### TASK DESCRIPTION
What is needed is an exact transcription of every entry below, with the pictures left out.

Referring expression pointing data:
****
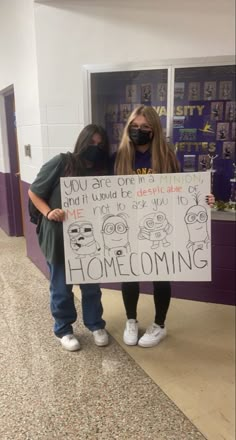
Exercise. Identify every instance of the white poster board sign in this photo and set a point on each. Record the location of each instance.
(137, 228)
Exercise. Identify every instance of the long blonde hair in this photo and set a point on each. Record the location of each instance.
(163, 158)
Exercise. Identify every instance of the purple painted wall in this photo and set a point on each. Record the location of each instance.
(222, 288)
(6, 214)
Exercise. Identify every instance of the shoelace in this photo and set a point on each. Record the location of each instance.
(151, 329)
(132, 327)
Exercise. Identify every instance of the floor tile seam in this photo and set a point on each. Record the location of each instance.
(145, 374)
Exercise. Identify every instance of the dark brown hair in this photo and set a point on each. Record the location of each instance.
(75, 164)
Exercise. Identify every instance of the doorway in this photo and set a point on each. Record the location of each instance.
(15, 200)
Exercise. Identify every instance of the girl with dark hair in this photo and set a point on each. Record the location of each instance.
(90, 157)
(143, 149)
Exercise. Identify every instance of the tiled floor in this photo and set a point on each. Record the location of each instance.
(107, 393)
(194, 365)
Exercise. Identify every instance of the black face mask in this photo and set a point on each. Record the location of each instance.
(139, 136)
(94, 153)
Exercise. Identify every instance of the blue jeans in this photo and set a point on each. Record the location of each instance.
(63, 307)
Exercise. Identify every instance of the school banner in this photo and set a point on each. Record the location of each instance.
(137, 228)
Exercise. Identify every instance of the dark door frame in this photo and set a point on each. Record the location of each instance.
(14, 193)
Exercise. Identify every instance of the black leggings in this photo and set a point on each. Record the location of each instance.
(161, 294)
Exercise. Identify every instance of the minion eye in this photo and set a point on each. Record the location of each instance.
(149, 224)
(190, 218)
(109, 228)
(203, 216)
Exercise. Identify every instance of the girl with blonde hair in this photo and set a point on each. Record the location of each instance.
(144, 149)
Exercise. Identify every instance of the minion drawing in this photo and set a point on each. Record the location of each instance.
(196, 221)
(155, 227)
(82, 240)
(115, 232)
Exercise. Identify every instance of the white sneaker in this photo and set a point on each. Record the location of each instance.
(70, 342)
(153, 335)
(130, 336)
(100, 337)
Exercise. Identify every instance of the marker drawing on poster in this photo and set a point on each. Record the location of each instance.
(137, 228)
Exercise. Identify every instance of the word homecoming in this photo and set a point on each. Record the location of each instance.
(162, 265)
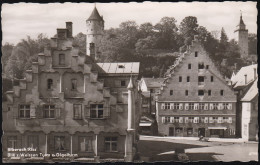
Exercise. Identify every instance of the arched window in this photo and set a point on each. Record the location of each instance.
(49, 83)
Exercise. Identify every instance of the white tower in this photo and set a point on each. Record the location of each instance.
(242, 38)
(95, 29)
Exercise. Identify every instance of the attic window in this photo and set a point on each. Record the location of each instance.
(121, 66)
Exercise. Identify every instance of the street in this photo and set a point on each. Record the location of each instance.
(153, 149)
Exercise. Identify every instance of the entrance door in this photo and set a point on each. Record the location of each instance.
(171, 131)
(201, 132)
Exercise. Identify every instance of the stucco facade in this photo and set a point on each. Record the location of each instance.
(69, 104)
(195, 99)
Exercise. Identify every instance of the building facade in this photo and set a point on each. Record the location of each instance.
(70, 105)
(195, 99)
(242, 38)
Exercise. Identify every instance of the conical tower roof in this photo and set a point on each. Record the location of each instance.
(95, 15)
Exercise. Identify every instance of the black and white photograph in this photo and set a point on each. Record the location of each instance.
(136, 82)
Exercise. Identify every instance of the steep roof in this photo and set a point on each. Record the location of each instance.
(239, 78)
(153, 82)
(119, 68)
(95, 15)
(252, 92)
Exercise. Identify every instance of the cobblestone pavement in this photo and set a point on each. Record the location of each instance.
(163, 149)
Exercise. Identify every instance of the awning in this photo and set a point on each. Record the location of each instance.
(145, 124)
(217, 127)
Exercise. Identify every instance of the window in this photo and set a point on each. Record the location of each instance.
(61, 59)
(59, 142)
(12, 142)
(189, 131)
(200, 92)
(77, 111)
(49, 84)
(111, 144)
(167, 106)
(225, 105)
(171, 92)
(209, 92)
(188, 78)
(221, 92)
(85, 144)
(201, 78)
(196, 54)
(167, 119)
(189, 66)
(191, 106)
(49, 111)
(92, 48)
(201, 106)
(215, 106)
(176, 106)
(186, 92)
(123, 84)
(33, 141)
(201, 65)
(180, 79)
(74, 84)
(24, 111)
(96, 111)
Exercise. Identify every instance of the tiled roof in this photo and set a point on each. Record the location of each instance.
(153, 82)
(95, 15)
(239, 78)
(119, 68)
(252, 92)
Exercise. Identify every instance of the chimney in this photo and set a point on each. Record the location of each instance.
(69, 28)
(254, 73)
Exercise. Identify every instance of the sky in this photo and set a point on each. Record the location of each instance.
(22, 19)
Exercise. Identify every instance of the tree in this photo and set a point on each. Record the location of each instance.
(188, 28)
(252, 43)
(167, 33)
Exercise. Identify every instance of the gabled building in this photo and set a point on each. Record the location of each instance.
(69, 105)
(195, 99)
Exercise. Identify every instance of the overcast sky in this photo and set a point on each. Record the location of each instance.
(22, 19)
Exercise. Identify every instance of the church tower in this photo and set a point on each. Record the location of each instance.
****
### RESPONSE
Exercise. Identify every instance of the white poster board sign in this photo and set a point on each. Record the location of each instance.
(137, 228)
Exercise. Identify every instance of the long blonde hair in this photo and set a point on each. Record the location of each instance.
(163, 158)
Exercise. Identify every instance of the purple painted wall in this photo and set a point on each. Record the location of each instance.
(222, 288)
(6, 214)
Exercise. Identify every instance of the shoelace in this photo and set a point on each. Record the location of each instance.
(151, 329)
(132, 327)
Exercise. Identify every instance of the floor tile seam in this photo and set a point on each. Record the location of each instance.
(145, 374)
Exercise. Identify every instance of the dark brown hair in this photo and set a point on each. Record the location of each instance.
(75, 164)
Exercise. Identify every instance of the doorway in this photo and set a point on each. Record the location of each instance.
(15, 200)
Exercise. Identify every instance of the girl with dark hair in this photo and set a point on each. Record the location of each instance.
(90, 157)
(143, 149)
Exercise. Identify every instance of the tiled floor in this photo and set a point on each. Record the location of each instance.
(107, 393)
(194, 365)
Exercise. Identify every instance of the black face mask in this photo and set a point on each. Record the location of each instance.
(139, 136)
(94, 153)
Exercise. Identify every instance of the blue jeans in this photo and set a point on each. Record the location of each instance.
(63, 307)
Exercise. Identify every instance of the school banner in this photo and set a point on each. Record the location of each instance.
(137, 228)
Exercise. Identify every instance of the dark door frame in this photo and set a point on each. Record the location of each instance.
(14, 193)
Exercise. Identify every instance of the black leggings in this photo and set a point on each. Record the location of each instance.
(161, 294)
Exercise. Identify every instance of the minion eye in this photo and set a point on each. Record the location of each instance.
(149, 224)
(190, 218)
(109, 228)
(203, 216)
Exercise. Identify every instance of the girl with blonde hair in this photo and set a point on each. Record the location of each instance.
(144, 149)
Exercise. Identify every instance of the minion drawing in this photo and set a point on each. Record the location of each instance.
(196, 221)
(155, 227)
(82, 240)
(115, 232)
Exercise. Identify every instance of the white sneaker in this photo and set a point on each. Record the location of each instance.
(70, 342)
(153, 335)
(130, 336)
(100, 337)
Exercise. Identify every instance of the marker drawing on poster in this photo and set a point on each. Record the location of each instance.
(137, 228)
Exercise. Identify every instance of the word homecoming in this photo and set a point on each. Record the location of each instance.
(162, 265)
Exercise. Identify every instance of the arched window in this photo and set a point on each. Record the location of each instance.
(49, 83)
Exercise. Identify every instance of the white tower in this photo and set a point on each. Record the location of each instance.
(242, 38)
(95, 29)
Exercise. Identify every instance of the attic window in this photo and set a point on each. Record the location of each instance.
(121, 66)
Exercise. Identify every instance of the street in this photo and set a point on each. Record the location of each instance.
(153, 149)
Exercise. Identify every instance of the entrance door in this photo and set a point on each. Record the location of each instance.
(171, 131)
(201, 132)
Exercise. Identify every instance of the stucco facade in this photo and set a point on each. Record the location of each instance.
(69, 104)
(195, 99)
Exercise. Identify every instance of the building facade in this photo and set a point on each. Record the location of each instance.
(70, 105)
(195, 99)
(242, 38)
Exercise. Identify every instance of the conical tower roof in this photo and set a point on each. Record the location of each instance.
(95, 15)
Exercise. Identify every instance of the black and white photograph in this photo and set a point on each. Record the location of each instance.
(136, 82)
Exercise. Identify every instance of the steep roof in this photo and set a point on each. Record the location of each instance.
(239, 78)
(153, 82)
(119, 68)
(95, 15)
(252, 92)
Exercise. Identify every instance of the cobblestone pavement in this photo and set a point on each. Record the location of each instance.
(163, 149)
Exercise. Identify every instance of the awning in this photo and set a point on each. Record the location of each instance.
(145, 124)
(217, 127)
Exercise. Identify every instance of the window in this photo and set a point on each. Record the location of each instance.
(61, 59)
(59, 142)
(12, 142)
(189, 131)
(200, 92)
(77, 111)
(49, 84)
(111, 144)
(167, 106)
(225, 105)
(171, 92)
(209, 92)
(188, 78)
(221, 92)
(85, 144)
(201, 78)
(196, 54)
(167, 119)
(189, 66)
(191, 106)
(49, 111)
(92, 48)
(201, 106)
(215, 106)
(176, 106)
(186, 92)
(123, 84)
(33, 141)
(201, 65)
(180, 79)
(74, 84)
(24, 111)
(96, 111)
Exercise. Identify every instance of the tiled roof in this photo and set a point on each. Record the location of each instance.
(153, 82)
(95, 15)
(239, 78)
(119, 68)
(252, 92)
Exercise. Identify every instance of the chimney in this photo and set a point on each. Record the location of each instance.
(69, 28)
(254, 73)
Exercise. Identify every instance of the sky in this photo and set a point on each. Record the location of each instance.
(22, 19)
Exercise. Identify every instance of the tree in this photo and set a point on each. Record the location of each instance.
(188, 28)
(252, 43)
(167, 33)
Exercise. Identify every instance of the gabled building in this photo and set a point on each. Record the location of each instance.
(69, 105)
(195, 99)
Exercise. Identify every instance of the overcast sky in this photo and set a point on each. Record the location of each instance.
(22, 19)
Exercise. Identify every instance of the church tower in this photo and set a point on each. Record the location of each instance.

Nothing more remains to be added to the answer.